START Excerpt

I feel that together, you and I have truly and intellectually explored the subjects of serial killers and long term kidnapping. And both of those gripping topics still hold my immense interest. But perhaps genetics* is pulling me towards a new independent research project: stranded at sea stories.
Blame Vanity Fair.
In the most recent issue (the one with Cher on the cover), there is a terrific and lengthy excerpt from a book about three men stranded on a life raft in the Pacific during World War II. You should read it HERE. Then, because Vanity Fair is civilization’s greatest triumph, there are suggested related stories one can find online, which is how I ended up reading an article from May of 2000 about the 19th century whaling ship, Essex, a tragedy upon which Moby Dick was loosely based. You can read that one HERE.
(That should get you to 3pm, PST. And let’s just ignore the fact that the Vanity Fair archive site has amazing suggested articles all the time, like Leno vs. Letterman, October 1996 and Online Sexual Predators, December 2009.)
Back to floating adrift. Like any interested reader, I’ve got to wonder what I would do, how I would react. In both of the cases I mentioned above, survivors of the initial incident (one a plane crash, the other a whale attack) frantically crawled into life rafts to figure out the best course of action, only to rock back and forth, facing the elements, sharks and each other for months. Literal months.
So far, here’s what I can glean:
1. Grab as much shit from the sinking piece of crap that landed you in this mess as possible.

END Excerpt

Work to complete:
1. According to the post on stranded-at-sea stories, what was the name of the 19th-century whaling ship on which Moby Dick was loosely based?
2. Copy the passage of the post on stranded-at-sea stories word for word, beginning at the words "Blame Vanity Fair." and stopping after the words "that one HERE.".
3. Proceed with the post on stranded-at-sea stories, picking up directly after its last sentence.

START Records shown

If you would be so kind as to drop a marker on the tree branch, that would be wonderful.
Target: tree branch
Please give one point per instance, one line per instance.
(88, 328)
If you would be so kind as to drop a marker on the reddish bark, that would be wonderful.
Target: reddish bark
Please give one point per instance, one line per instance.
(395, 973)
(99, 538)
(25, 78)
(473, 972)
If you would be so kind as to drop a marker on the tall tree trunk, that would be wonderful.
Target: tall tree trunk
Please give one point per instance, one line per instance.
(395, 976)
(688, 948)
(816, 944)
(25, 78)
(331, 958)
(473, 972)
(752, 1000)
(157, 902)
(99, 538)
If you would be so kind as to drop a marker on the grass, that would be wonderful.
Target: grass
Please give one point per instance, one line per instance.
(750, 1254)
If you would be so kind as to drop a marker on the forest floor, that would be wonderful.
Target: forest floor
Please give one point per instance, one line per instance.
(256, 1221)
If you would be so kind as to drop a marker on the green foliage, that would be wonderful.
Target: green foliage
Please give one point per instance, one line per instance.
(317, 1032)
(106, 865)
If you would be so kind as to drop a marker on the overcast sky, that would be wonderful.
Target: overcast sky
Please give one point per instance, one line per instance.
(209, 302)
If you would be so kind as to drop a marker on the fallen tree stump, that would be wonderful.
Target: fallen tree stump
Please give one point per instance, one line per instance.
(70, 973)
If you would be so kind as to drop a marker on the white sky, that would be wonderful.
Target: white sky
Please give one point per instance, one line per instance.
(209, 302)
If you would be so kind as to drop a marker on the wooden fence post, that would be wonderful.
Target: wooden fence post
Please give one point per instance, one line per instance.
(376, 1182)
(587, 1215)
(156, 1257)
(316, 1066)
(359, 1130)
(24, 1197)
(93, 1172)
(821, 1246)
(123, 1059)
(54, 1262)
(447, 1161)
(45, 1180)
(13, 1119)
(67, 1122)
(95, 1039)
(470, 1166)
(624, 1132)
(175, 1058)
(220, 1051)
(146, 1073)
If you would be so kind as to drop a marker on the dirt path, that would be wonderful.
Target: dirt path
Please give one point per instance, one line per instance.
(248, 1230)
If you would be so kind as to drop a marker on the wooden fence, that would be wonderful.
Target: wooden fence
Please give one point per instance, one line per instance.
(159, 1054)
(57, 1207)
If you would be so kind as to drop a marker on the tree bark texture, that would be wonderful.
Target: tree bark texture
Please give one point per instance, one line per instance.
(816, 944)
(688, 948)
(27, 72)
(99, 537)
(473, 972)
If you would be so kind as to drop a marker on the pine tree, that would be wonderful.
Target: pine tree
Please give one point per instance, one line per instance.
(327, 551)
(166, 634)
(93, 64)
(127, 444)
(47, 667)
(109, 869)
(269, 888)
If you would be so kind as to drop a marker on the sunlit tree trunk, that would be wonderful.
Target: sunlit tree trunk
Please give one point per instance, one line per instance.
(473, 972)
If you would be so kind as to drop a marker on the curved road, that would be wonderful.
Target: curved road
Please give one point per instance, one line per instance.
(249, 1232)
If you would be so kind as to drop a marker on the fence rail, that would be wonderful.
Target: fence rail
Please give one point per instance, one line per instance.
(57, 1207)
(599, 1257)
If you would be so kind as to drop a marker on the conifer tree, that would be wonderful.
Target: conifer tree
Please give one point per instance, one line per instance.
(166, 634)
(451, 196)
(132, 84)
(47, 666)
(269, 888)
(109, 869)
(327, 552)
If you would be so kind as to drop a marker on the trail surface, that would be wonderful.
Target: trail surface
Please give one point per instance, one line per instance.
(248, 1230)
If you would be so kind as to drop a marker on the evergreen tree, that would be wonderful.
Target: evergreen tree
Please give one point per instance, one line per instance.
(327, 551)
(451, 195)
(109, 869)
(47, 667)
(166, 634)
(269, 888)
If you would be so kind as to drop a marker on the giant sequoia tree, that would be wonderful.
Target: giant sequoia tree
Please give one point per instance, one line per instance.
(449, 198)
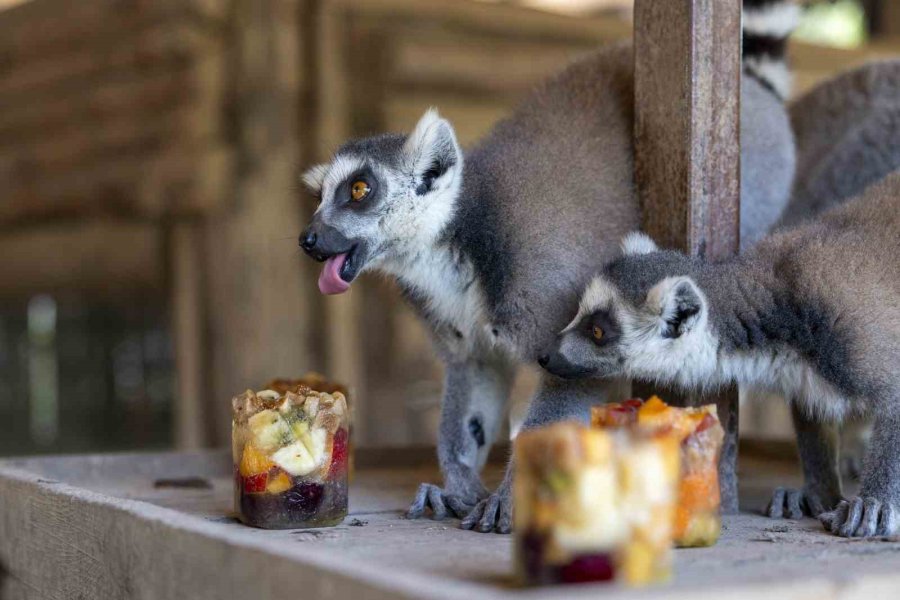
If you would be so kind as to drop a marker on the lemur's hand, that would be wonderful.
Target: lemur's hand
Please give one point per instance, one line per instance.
(494, 513)
(862, 516)
(789, 503)
(461, 492)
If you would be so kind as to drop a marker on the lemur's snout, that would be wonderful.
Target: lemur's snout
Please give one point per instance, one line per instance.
(308, 240)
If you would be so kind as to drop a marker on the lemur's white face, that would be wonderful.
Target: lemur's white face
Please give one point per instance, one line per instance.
(665, 336)
(381, 198)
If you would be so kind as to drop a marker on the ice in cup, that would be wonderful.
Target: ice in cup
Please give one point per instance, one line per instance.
(290, 447)
(594, 505)
(697, 514)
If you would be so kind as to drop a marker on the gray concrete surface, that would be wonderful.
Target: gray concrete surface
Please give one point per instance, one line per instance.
(95, 527)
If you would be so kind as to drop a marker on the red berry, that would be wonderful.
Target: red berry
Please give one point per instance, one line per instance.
(338, 454)
(255, 484)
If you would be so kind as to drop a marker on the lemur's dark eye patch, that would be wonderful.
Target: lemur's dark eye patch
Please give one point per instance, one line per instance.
(359, 190)
(601, 328)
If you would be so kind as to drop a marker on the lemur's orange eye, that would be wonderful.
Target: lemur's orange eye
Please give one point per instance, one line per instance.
(359, 190)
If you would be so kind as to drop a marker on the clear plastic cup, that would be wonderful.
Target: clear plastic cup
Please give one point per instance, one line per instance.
(290, 447)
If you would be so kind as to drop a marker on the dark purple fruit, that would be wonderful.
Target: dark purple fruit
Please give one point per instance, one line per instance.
(531, 553)
(304, 498)
(595, 567)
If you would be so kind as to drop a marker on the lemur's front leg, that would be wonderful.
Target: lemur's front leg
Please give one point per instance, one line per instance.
(876, 510)
(817, 444)
(474, 402)
(556, 400)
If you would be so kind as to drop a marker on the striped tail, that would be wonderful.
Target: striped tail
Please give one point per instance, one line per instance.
(767, 26)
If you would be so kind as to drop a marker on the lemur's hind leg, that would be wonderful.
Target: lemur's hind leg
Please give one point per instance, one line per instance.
(472, 409)
(876, 510)
(817, 444)
(556, 400)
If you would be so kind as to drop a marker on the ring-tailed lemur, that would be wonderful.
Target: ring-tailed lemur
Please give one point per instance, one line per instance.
(491, 247)
(812, 312)
(847, 131)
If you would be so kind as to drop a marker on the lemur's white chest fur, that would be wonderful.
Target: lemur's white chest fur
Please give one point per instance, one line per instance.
(451, 293)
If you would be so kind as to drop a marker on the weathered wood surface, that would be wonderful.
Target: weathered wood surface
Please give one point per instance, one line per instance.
(96, 527)
(116, 261)
(687, 145)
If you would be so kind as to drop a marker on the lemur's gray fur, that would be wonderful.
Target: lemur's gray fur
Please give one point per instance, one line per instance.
(847, 131)
(812, 312)
(492, 248)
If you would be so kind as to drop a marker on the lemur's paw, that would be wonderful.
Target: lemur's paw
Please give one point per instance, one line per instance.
(494, 513)
(861, 516)
(440, 503)
(788, 503)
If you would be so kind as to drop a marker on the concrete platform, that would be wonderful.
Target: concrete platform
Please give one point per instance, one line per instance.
(96, 527)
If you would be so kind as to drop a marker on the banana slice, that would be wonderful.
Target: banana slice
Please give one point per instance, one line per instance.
(269, 430)
(295, 459)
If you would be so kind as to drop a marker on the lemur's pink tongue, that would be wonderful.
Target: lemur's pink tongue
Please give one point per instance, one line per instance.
(330, 281)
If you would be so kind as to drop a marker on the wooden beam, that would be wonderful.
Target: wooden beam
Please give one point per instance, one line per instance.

END Records shown

Answers below:
1. The Essex.

2.
Blame Vanity Fair.
In the most recent issue (the one with Cher on the cover), there is a terrific and lengthy excerpt from a book about three men stranded on a life raft in the Pacific during World War II. You should read it HERE. Then, because Vanity Fair is civilization’s greatest triumph, there are suggested related stories one can find online, which is how I ended up reading an article from May of 2000 about the 19th century whaling ship, Essex, a tragedy upon which Moby Dick was loosely based. You can read that one HERE.

3.
2. Figure out a solid way to get rainwater ASAP.
3. Use something as a hat, both as shade, and so birds land on it. The kill the birds to use as bait for fish.
4. Find ways to keep your mind and the minds of your fellow survivors sharp. Tell stories, ask trivia questions, etc. (Also, fun!)
5. Punch sharks in the nose. (Old news, sure, but apparently this is sure fire.)
6. Aim for the closest land, even if you think cannibals live there.
7. It’s always okay to eat the dead. (See Donner Party, the most interesting survival story in American history.)
What I now need are the names of interesting stranded at sea tales, and links if you have them. Never have I found such an amazing source of creepy stories I’d never heard of than from commenters to this very blog. Without you people, I’d never know about the Wichita Massacre, Dear Zachary or the Taman Shud Man. So let's get on this, people...
*My whole life, I’ve rolled my eyes at my father’s devoting an entire bookcase to obscure Sea Disaster books. My eyes roll no more.